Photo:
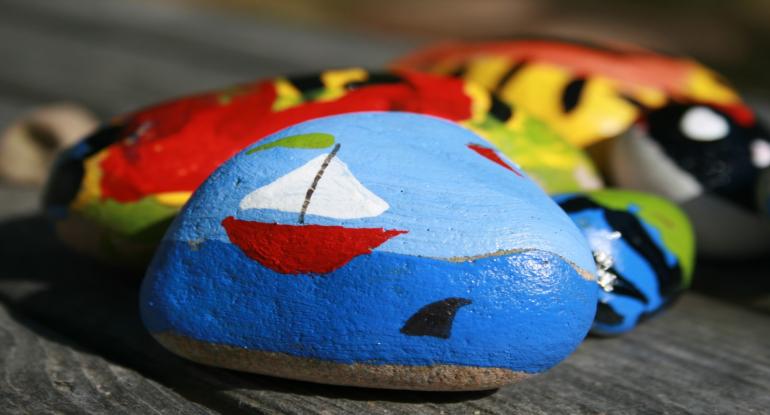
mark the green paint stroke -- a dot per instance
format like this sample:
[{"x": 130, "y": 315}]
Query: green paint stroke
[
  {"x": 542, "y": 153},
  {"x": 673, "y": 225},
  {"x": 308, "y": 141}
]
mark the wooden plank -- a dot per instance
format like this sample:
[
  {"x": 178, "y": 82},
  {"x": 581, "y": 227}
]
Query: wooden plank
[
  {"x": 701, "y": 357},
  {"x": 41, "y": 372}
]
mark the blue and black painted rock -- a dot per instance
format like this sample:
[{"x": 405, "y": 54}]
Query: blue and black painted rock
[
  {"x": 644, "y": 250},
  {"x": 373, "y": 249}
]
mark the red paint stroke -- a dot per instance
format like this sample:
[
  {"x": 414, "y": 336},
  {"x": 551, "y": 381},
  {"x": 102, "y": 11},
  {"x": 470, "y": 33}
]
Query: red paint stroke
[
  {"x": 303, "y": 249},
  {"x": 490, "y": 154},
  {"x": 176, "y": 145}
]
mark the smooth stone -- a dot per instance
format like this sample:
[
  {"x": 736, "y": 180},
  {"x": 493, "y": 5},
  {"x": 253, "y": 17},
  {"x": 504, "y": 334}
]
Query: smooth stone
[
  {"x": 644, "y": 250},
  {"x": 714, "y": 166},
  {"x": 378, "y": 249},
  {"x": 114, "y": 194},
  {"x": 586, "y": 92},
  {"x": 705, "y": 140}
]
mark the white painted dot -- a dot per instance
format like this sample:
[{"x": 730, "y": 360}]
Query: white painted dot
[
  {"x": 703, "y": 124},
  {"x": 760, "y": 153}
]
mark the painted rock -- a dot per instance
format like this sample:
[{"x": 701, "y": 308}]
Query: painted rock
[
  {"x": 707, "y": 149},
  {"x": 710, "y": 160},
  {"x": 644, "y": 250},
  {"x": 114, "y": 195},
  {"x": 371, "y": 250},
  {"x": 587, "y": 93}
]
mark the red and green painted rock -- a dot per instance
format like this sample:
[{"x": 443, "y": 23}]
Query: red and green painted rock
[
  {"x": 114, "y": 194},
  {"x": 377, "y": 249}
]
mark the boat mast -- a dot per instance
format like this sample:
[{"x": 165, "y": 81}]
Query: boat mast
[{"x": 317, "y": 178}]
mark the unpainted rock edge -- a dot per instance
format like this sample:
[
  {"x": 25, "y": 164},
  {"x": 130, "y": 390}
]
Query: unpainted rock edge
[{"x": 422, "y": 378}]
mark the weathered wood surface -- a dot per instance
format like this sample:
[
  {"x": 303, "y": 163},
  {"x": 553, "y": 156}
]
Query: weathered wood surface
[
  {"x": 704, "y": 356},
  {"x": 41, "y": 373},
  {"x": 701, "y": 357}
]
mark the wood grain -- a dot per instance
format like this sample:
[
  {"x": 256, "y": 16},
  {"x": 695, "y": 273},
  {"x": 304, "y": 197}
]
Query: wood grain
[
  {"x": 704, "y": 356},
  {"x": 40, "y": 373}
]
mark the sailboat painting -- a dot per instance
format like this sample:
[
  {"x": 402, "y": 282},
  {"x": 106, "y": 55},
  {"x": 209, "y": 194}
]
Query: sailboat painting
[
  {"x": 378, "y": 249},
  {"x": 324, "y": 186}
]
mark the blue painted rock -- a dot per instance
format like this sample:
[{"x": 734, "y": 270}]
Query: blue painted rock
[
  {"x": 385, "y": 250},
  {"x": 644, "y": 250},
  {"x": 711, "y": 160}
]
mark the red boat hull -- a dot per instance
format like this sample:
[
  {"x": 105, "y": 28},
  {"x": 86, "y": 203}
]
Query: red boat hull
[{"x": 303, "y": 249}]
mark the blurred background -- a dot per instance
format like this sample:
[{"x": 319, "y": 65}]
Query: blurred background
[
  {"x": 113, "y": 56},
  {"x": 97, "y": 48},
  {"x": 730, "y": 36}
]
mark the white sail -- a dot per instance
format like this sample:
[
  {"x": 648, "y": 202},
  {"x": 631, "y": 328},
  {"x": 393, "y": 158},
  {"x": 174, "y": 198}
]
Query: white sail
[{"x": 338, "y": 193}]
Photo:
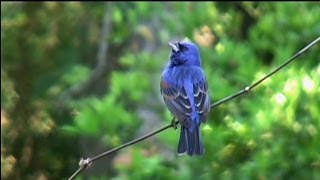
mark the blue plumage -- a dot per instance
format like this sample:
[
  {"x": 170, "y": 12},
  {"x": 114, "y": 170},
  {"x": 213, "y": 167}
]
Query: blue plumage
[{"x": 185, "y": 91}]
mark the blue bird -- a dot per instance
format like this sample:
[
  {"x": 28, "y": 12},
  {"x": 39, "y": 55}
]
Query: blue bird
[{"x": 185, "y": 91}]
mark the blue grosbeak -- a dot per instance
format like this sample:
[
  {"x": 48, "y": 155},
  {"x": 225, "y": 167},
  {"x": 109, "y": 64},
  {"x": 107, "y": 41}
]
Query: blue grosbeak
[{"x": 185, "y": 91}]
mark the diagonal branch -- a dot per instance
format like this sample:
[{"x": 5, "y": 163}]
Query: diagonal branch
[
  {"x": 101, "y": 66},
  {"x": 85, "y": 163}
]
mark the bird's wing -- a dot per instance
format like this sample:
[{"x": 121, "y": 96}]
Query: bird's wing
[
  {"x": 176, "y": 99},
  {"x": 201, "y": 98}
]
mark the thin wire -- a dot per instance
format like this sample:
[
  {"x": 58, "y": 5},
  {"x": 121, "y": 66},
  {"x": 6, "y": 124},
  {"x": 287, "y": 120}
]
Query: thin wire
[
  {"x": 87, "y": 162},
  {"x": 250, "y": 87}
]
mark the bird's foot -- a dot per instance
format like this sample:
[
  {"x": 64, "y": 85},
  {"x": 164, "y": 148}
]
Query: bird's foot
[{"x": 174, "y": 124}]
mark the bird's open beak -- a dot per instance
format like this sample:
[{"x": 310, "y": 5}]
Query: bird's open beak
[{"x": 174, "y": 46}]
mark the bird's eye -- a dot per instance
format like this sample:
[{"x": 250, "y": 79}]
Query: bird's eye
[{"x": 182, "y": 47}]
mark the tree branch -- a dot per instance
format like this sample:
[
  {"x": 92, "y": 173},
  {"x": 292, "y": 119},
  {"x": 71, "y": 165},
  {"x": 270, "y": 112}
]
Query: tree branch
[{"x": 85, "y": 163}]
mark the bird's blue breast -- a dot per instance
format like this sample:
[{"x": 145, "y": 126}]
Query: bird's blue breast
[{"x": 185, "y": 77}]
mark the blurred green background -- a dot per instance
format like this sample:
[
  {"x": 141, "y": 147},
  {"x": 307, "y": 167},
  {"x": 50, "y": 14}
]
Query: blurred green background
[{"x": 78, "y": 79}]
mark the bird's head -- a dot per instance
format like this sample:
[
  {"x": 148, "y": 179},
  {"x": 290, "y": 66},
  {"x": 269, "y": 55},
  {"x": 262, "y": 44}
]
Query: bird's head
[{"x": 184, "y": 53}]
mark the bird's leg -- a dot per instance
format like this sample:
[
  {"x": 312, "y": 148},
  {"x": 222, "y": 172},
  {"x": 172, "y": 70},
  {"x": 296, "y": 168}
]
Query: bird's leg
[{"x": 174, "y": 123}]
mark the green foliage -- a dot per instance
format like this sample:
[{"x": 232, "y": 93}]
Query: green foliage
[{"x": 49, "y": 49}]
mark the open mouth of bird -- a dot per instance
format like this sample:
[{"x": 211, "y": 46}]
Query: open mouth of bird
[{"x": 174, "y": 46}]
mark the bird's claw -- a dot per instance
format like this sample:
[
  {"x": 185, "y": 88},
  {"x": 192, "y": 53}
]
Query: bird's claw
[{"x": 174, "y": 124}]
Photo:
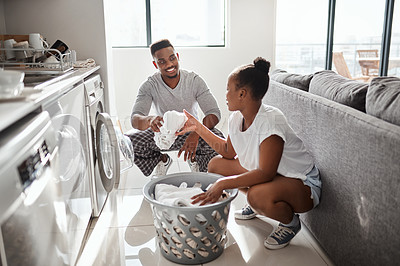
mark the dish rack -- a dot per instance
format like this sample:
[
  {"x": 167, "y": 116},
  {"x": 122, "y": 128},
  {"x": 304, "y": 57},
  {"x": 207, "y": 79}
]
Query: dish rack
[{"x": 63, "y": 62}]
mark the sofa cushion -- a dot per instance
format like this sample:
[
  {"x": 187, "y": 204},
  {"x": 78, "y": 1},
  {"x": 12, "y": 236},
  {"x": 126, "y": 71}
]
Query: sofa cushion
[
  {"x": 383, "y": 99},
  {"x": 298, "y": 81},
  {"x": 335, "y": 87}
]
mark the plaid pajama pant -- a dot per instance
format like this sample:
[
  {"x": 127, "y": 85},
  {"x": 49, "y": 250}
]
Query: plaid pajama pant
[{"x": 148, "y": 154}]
###
▶ **Objective**: Rewrite every line of the listing from the line containing "mark the sofa cushion -- a dot per instance" through the end of the listing, inclusive, keeping the requests as they are. Add 103 to each x and y coordinate in the answers, leaving the format samples unchanged.

▶ **Answer for the task**:
mark the sofa cushion -- a dot per instance
format like this sample:
[
  {"x": 187, "y": 204},
  {"x": 78, "y": 1},
  {"x": 12, "y": 236},
  {"x": 126, "y": 71}
]
Query: sofa cushion
[
  {"x": 486, "y": 202},
  {"x": 401, "y": 184},
  {"x": 438, "y": 190}
]
mark the plaid pajama pant -- a dot per instance
format like this sample:
[
  {"x": 127, "y": 85},
  {"x": 49, "y": 250}
]
Query: plaid pajama pant
[{"x": 251, "y": 257}]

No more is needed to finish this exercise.